* Your instructions *
Every entry must reappear in your answer exactly as written, though its pictures must not.
─── The data ───
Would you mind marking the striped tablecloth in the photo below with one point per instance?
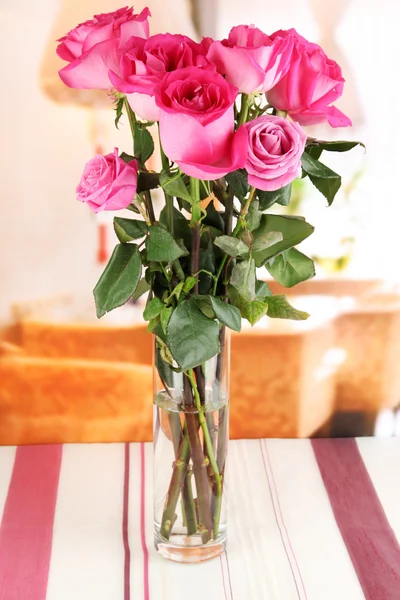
(308, 520)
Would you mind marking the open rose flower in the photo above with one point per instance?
(92, 47)
(250, 59)
(197, 123)
(144, 63)
(108, 182)
(275, 146)
(311, 84)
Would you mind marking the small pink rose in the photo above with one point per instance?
(250, 59)
(275, 146)
(311, 84)
(108, 182)
(197, 126)
(143, 64)
(92, 48)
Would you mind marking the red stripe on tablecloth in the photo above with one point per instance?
(226, 574)
(281, 532)
(125, 520)
(223, 577)
(26, 531)
(283, 520)
(369, 539)
(142, 523)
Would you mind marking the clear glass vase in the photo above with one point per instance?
(191, 431)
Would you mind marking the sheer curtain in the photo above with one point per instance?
(362, 35)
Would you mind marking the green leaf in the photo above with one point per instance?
(333, 146)
(126, 157)
(231, 245)
(119, 279)
(189, 284)
(191, 336)
(262, 290)
(266, 240)
(213, 218)
(238, 182)
(153, 309)
(161, 246)
(291, 269)
(143, 143)
(164, 370)
(268, 199)
(181, 225)
(314, 151)
(207, 263)
(325, 180)
(176, 291)
(141, 289)
(165, 316)
(252, 311)
(279, 308)
(174, 185)
(243, 278)
(129, 229)
(226, 313)
(203, 302)
(254, 215)
(119, 105)
(293, 230)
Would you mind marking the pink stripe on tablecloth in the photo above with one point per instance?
(142, 523)
(287, 546)
(370, 541)
(26, 531)
(125, 519)
(226, 574)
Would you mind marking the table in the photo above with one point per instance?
(309, 520)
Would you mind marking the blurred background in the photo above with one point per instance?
(65, 376)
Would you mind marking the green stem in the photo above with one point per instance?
(131, 117)
(195, 194)
(199, 466)
(244, 110)
(169, 200)
(237, 229)
(210, 452)
(188, 507)
(175, 487)
(147, 195)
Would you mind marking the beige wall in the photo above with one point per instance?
(46, 238)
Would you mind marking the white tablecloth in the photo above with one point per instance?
(307, 521)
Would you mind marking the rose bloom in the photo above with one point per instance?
(92, 47)
(250, 59)
(108, 182)
(197, 123)
(275, 146)
(311, 84)
(143, 64)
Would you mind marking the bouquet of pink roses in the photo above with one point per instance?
(230, 115)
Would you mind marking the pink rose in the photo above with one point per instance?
(92, 47)
(275, 146)
(144, 63)
(197, 123)
(311, 84)
(250, 59)
(108, 182)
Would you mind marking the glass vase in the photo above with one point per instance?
(191, 431)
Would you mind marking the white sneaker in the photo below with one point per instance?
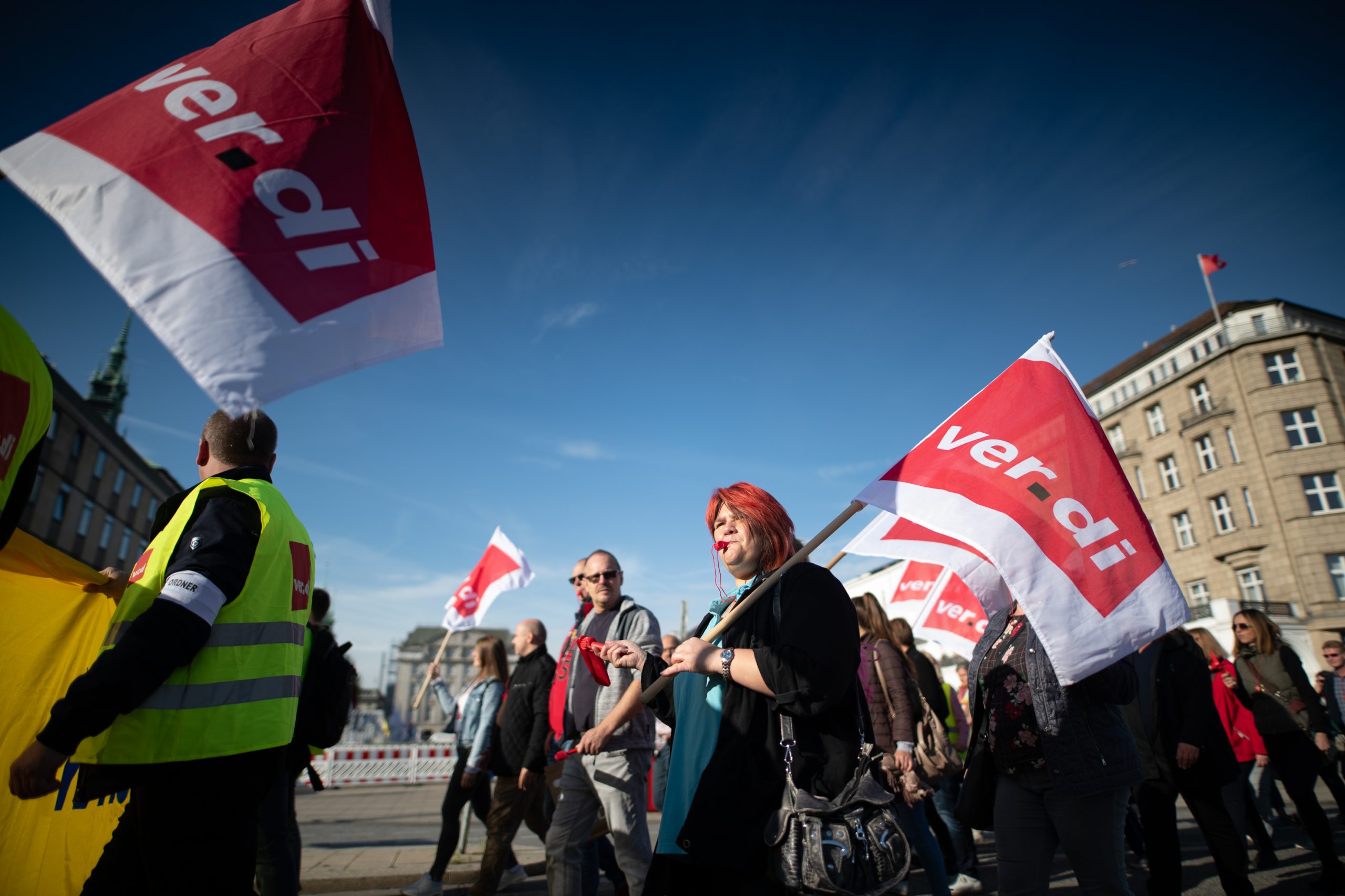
(965, 884)
(512, 876)
(427, 885)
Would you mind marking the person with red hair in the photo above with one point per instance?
(795, 652)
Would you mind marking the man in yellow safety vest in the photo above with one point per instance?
(25, 418)
(194, 693)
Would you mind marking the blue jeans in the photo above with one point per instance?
(1032, 820)
(964, 845)
(916, 829)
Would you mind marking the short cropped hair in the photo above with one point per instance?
(227, 437)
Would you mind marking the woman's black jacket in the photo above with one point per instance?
(809, 654)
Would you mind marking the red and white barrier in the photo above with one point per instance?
(350, 766)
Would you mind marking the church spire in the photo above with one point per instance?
(108, 385)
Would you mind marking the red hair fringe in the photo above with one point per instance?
(764, 517)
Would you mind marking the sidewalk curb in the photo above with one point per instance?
(459, 876)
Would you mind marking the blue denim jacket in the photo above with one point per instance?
(1083, 730)
(474, 728)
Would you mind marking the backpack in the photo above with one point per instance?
(325, 703)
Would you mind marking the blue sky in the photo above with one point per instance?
(684, 245)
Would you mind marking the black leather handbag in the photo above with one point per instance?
(851, 845)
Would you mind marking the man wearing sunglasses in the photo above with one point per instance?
(614, 735)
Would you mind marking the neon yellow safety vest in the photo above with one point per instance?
(241, 691)
(25, 401)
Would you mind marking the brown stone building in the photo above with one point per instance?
(1234, 437)
(95, 497)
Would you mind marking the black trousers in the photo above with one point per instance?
(1158, 815)
(455, 798)
(189, 828)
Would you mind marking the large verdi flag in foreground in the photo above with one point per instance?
(1022, 474)
(50, 631)
(258, 204)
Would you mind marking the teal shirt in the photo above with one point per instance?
(700, 705)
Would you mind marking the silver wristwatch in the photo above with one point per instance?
(726, 660)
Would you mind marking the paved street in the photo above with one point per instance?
(365, 835)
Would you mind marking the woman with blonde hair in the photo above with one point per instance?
(1269, 680)
(472, 719)
(883, 676)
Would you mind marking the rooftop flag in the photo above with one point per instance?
(1024, 475)
(258, 204)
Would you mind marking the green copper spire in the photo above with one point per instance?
(108, 385)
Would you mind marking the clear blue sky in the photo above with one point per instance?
(688, 244)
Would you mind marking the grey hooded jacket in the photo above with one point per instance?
───
* Exercise answer *
Would you mind marking the striped tablecloth in the photo below with one point per instance?
(308, 520)
Would you mind marking the open rose flower in the photo above with one point per instance?
(92, 47)
(250, 59)
(197, 123)
(144, 63)
(108, 182)
(275, 146)
(311, 84)
Would you mind marking the small pink rose in the photo above with one point per instance?
(250, 59)
(275, 146)
(311, 84)
(108, 182)
(197, 126)
(143, 64)
(92, 48)
Would you mind marking the red stripe on tablecloth in the photo above with one point per instance?
(226, 574)
(281, 532)
(125, 520)
(223, 577)
(26, 531)
(283, 520)
(369, 539)
(142, 523)
Would you mind marking the clear glass vase in the photo above with one point per instance?
(191, 431)
Would you mind marking the sheer curtain in the photo above with one point per instance?
(362, 35)
Would you mind marking the green leaf in the photo above with one point per instance?
(333, 146)
(126, 157)
(231, 245)
(119, 279)
(189, 284)
(191, 336)
(262, 290)
(266, 240)
(213, 218)
(238, 182)
(153, 309)
(161, 246)
(291, 269)
(143, 143)
(164, 370)
(268, 199)
(181, 225)
(314, 151)
(207, 263)
(325, 180)
(176, 291)
(141, 289)
(165, 316)
(252, 311)
(279, 308)
(174, 185)
(243, 278)
(129, 229)
(226, 313)
(203, 302)
(254, 215)
(119, 105)
(293, 230)
Would you mind marking the pink stripe on tablecloth in the photo above with one point per instance?
(142, 523)
(287, 546)
(370, 541)
(26, 531)
(125, 519)
(226, 574)
Would you mind marking the table in the photo above with one point per instance?
(309, 520)
Would you mind marking the blurred background in the photo above with one point per instance?
(65, 376)
Would you mind marking the green stem in the photo above with one point per instance?
(131, 117)
(195, 194)
(199, 466)
(244, 110)
(169, 200)
(237, 229)
(210, 452)
(188, 507)
(175, 487)
(147, 195)
Would you mind marking the beige wall in the photo above with one point per instance?
(46, 238)
Would you mind marking the white tablecloth in the photo above with one point per instance?
(307, 521)
Would you mind marking the rose bloom in the photo above with one point per instance?
(92, 47)
(250, 59)
(108, 182)
(197, 123)
(275, 146)
(311, 84)
(143, 64)
Would you mind marking the bouquet of pink roses in the photo above with one point per instance?
(230, 115)
Would you mind marking the pink rose in the photo above with one point per instance?
(92, 47)
(275, 146)
(144, 63)
(197, 123)
(311, 84)
(250, 59)
(108, 182)
Would you mind marking the glass vase in the photo above with one point per instance?
(191, 431)
Would you mind marking the white sneaker in the photo below with one point per instance?
(965, 884)
(512, 876)
(427, 885)
Would you mind marking the person with red hair in the photo above with one point per instance?
(795, 652)
Would you mind marking the man in yellow safety vest in the photo above with one point per instance?
(25, 418)
(194, 693)
Would you mind marking the blue jeans in the photo above with one point per instance?
(1032, 820)
(964, 845)
(916, 829)
Would you mind marking the short cropped hair in the photo above with one point per instance?
(227, 437)
Would you mind marking the woman's black jacket in the photo above with one point per instance?
(809, 654)
Would you mind marking the red and white barrier in the photo above with one point per instance?
(350, 766)
Would you mind marking the church spire in the photo above with one point per instance?
(108, 385)
Would you mind marking the red hair fringe in the photo above with one point per instance?
(764, 517)
Would you mind marking the sidewalk curb in the photo above with one point per instance?
(459, 876)
Would you mind marking the blue denim jacket in the photo above with one point per instance?
(1083, 730)
(474, 728)
Would you mind marking the backpack in the photo above with one point per instance?
(325, 703)
Would you mind marking the blue sky in the photo above with one point per instance?
(684, 245)
Would you mind marking the black leather handbag in the photo above with one point per instance?
(851, 845)
Would you mind marking the man wearing sunglasses in the photo above with one point per instance?
(614, 735)
Would you mind marking the neon yellow safety vest in the photo above with one point per instance?
(241, 691)
(25, 401)
Would you mind marking the brown stone building in the photo above with one point per instance?
(1234, 437)
(95, 497)
Would you mind marking the black trousers in the photo above with one point per instance?
(1158, 815)
(455, 798)
(189, 828)
Would you mind marking the large verdi flag in foreground in the photo above with one point per instance?
(1022, 474)
(50, 631)
(258, 204)
Would you mind marking the teal shirt in the photo above with one point per instance?
(700, 705)
Would you mind marking the silver wristwatch in the photo above with one point per instance?
(726, 660)
Would you mind marking the paved street in the photo above with one point per instance?
(365, 835)
Would you mind marking the woman with blonde hair in the photo above with one point per instance?
(1269, 680)
(472, 719)
(883, 676)
Would you mind marking the rooftop flag in the photo above with one point per instance?
(1024, 475)
(258, 204)
Would you mind marking the green copper spire in the photo above with one point per instance?
(108, 385)
Would you mind marking the clear blue sky in the photo above with one point per instance?
(688, 244)
Would you mind marking the grey hooded jacket in the photo above with one point per instance?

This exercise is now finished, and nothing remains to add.